** Task directions **
In the records that follow, find each line containing "Locate" and copy it.
+++ Input data +++
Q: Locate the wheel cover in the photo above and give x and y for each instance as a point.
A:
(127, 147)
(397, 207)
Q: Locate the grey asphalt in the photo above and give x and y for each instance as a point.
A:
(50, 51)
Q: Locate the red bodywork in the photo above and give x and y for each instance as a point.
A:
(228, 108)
+++
** Solved exercise **
Q: Locate the wheel cover in the photo above and give x and y for each instance as a point.
Q: Locate the grey asphalt in the photo above and give x and y for each instance as a point.
Q: Locate the red bodywork in the photo above and give x and y for each instance as a point.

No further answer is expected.